* START Dataset records *

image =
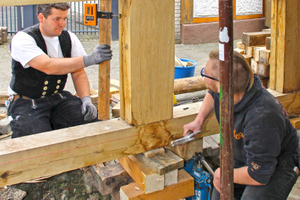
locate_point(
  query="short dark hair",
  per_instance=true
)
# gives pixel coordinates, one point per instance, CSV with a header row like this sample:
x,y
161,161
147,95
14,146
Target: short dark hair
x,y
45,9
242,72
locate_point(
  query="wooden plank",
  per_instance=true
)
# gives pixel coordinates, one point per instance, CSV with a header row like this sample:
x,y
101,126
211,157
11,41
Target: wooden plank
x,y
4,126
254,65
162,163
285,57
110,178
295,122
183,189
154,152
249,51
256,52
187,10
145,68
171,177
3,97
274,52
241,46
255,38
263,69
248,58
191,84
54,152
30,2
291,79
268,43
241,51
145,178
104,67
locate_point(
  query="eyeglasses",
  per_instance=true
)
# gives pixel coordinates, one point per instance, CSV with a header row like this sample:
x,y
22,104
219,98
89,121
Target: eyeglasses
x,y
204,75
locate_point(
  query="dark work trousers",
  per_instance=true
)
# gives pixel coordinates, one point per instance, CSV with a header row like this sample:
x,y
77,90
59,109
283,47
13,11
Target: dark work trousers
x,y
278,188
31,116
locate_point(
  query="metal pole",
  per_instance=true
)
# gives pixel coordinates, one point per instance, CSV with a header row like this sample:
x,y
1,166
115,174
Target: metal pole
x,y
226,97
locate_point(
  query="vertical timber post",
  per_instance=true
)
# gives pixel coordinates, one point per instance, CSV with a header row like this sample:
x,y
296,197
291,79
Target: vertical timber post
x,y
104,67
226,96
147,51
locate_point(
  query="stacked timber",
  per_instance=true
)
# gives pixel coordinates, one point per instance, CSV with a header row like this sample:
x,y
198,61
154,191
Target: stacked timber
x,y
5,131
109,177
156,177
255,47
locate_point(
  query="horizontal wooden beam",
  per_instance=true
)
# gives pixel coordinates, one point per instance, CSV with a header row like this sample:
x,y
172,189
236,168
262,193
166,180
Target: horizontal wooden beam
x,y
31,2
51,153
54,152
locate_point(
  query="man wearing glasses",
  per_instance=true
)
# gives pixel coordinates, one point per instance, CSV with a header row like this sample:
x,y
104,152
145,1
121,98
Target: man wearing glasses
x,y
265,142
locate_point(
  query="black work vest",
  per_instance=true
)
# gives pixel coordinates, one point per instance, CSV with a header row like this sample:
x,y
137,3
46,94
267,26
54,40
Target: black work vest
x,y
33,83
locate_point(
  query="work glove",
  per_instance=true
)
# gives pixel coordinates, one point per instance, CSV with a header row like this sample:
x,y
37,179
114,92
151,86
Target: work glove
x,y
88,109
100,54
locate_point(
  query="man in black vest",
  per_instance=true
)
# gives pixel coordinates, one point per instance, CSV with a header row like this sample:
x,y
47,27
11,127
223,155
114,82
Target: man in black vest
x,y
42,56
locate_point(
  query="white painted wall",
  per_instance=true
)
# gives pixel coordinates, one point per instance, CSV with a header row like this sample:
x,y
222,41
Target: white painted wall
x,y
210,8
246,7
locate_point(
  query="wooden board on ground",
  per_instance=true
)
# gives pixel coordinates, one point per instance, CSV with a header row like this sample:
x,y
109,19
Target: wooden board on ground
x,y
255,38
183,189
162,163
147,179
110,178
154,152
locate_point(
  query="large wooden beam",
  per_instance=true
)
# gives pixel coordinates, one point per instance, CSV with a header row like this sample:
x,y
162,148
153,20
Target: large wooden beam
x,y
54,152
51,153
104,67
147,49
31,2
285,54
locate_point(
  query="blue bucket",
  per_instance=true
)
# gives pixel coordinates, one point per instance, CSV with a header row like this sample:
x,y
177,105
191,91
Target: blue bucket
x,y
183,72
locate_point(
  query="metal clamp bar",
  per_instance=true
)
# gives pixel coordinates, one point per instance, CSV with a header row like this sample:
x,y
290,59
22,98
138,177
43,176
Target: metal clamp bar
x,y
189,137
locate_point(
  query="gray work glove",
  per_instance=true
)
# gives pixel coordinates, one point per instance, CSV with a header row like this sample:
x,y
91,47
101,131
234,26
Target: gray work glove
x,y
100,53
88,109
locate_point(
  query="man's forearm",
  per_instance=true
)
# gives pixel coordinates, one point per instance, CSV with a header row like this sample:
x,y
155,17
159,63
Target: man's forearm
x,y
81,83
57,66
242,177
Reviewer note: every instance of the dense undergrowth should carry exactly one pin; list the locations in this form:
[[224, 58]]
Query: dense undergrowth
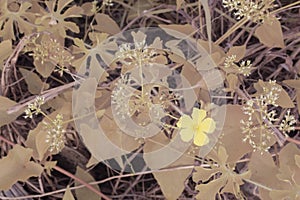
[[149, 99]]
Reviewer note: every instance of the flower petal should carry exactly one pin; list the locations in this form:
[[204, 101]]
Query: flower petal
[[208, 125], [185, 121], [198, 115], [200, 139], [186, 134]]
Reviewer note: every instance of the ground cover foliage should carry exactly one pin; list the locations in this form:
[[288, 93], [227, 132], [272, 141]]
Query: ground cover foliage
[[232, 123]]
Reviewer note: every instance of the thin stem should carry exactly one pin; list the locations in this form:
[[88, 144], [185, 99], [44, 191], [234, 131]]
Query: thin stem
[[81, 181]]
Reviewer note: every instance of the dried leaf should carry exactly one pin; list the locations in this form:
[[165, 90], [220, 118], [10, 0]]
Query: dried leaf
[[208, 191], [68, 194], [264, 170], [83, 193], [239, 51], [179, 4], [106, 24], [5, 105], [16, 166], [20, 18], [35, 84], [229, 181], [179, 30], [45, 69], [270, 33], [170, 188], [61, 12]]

* END Dataset records *

**Set task**
Can you transcribe the listing above word for word, from start to finish, with the pictures left out of your copy?

**Final result**
image =
locate_point(
  query="short dark hair",
  per_instance=true
)
# gives pixel coordinates, one point per instance, CSV with a header row like this sample:
x,y
161,161
147,95
14,146
Target: short dark hair
x,y
45,9
242,72
locate_point(
  query="wooden plank",
  per_instance=true
)
# gives pixel coordinates, one point per instance, CSV with a header row like this sample:
x,y
101,126
211,157
11,41
Target: wooden plank
x,y
4,126
254,65
162,163
285,57
110,178
295,122
183,189
154,152
249,51
256,52
187,10
145,68
171,177
3,97
274,52
241,46
255,38
263,69
248,58
191,84
54,152
30,2
291,79
268,43
241,51
145,178
104,67
locate_point(
  query="eyeglasses",
  per_instance=true
)
# gives pixel coordinates, one point per instance, CSV with a header row like this sample:
x,y
22,104
219,98
89,121
Target: eyeglasses
x,y
204,75
locate_point(
  query="dark work trousers",
  per_instance=true
)
# gives pixel coordinates, one point per instance, CSV with a header row like this sample:
x,y
77,90
59,109
283,47
13,11
Target: dark work trousers
x,y
278,188
31,116
locate_point(
  query="metal pole",
  per_instance=true
)
# gives pixel coordinates, one point per instance, CSV with a header row like this sample:
x,y
1,166
115,174
Target: metal pole
x,y
226,97
locate_point(
  query="vertical timber post",
  per_instance=true
)
# gives pixel coordinates, one point per instance, CSV with a header row like this sample:
x,y
296,197
291,79
Target: vertical timber post
x,y
104,67
226,96
147,51
locate_point(
  query="stacked timber",
  per_instance=true
)
# gives pixel coordinates, one point per instance, CSV with a header row like this sample:
x,y
198,61
154,191
Target: stacked timber
x,y
5,131
109,177
156,177
255,47
locate_point(
  query="horizontal wooden beam",
  per_instance=true
)
# gives pixel coordinates, one point per instance, CSV with a header row like this sample:
x,y
172,189
236,168
262,193
166,180
Target: horizontal wooden beam
x,y
31,2
51,153
54,152
locate_point(
  query="man wearing glasses",
  per_instance=true
)
# gives pixel coordinates, one point per instance, CSV with a header row like this sample:
x,y
104,152
145,1
121,98
Target: man wearing glasses
x,y
265,142
locate_point(
  query="black work vest",
  per_instance=true
)
# gives pixel coordinates, one point per instance, CSV with a header row like this sample:
x,y
137,3
46,94
267,26
54,40
Target: black work vest
x,y
33,83
locate_point(
  query="work glove",
  per_instance=true
)
# gives pixel coordinates, one point per instance, CSV with a header row like this sample:
x,y
37,179
114,92
151,86
Target: work glove
x,y
88,109
100,54
locate_point(
  query="man in black vest",
  per_instance=true
)
# gives pixel coordinates, one point per instance, CSV with a header row like this sample:
x,y
47,27
11,127
223,155
114,82
Target: man in black vest
x,y
42,56
locate_point(
  query="white painted wall",
  per_instance=true
)
# gives pixel coordinates, one point per instance, CSV with a header row like this sample:
x,y
222,41
Target: white painted wall
x,y
210,8
246,7
locate_point(
  query="wooden board on ground",
  per_instance=true
)
# gives pixel coordinates, one point per instance, CSV with a header row like this sample:
x,y
109,19
Target: wooden board on ground
x,y
255,38
183,189
162,163
147,179
110,178
154,152
locate_point(
  query="large wooden beam",
  per_instance=true
)
# gives pixel coordinates, one point per instance, CSV with a header row like this sample:
x,y
162,148
153,20
Target: large wooden beam
x,y
54,152
51,153
104,67
147,49
31,2
285,54
locate_point(
  query="blue bucket",
  per_instance=true
)
# gives pixel coordinates, one point per instance, CSV with a header row like this sample:
x,y
177,105
191,91
Target: blue bucket
x,y
183,72
locate_point(
  query="metal clamp bar",
  per_instance=true
)
# gives pixel coordinates, one point per instance, CSV with a header row like this sample:
x,y
290,59
22,98
138,177
43,176
Target: metal clamp bar
x,y
189,137
locate_point(
  query="gray work glove",
  per_instance=true
)
# gives pixel coordinates, one point per instance, CSV with a header row like this sample:
x,y
91,47
101,131
234,26
Target: gray work glove
x,y
100,53
88,109
locate_point(
  query="man's forearm",
  per_instance=true
)
# gives pixel coordinates, one point per instance, CSV with a header row like this sample:
x,y
155,17
159,63
Target: man's forearm
x,y
81,83
57,66
242,177
Reviewer note: every instance of the dense undergrowth should carry exactly one pin; list the locations in this form:
[[224, 58]]
Query: dense undergrowth
[[149, 99]]
Reviewer note: every instance of the flower petal should carry exactly one pin; list the locations in this form:
[[204, 101]]
Query: flower petal
[[208, 125], [185, 121], [198, 115], [200, 139], [186, 134]]
Reviewer note: every instance of the ground cover foliage should carry exactly one pin; list the locations in this form:
[[288, 93], [227, 132], [272, 141]]
Query: ground cover foliage
[[232, 123]]
Reviewer note: every instance of the thin stem should carry exactly one pin; list the locations in this form:
[[88, 144], [185, 99], [44, 191], [234, 131]]
Query: thin stem
[[81, 181]]
Reviewer note: every instance of the dried leaf should carry exactly one pin; list the locations in this form:
[[165, 90], [220, 118], [10, 0]]
Query: dried leaf
[[208, 191], [68, 194], [264, 170], [83, 193], [239, 51], [179, 4], [106, 24], [5, 105], [16, 166], [20, 18], [35, 84], [229, 181], [179, 30], [45, 69], [270, 33], [170, 188], [61, 12]]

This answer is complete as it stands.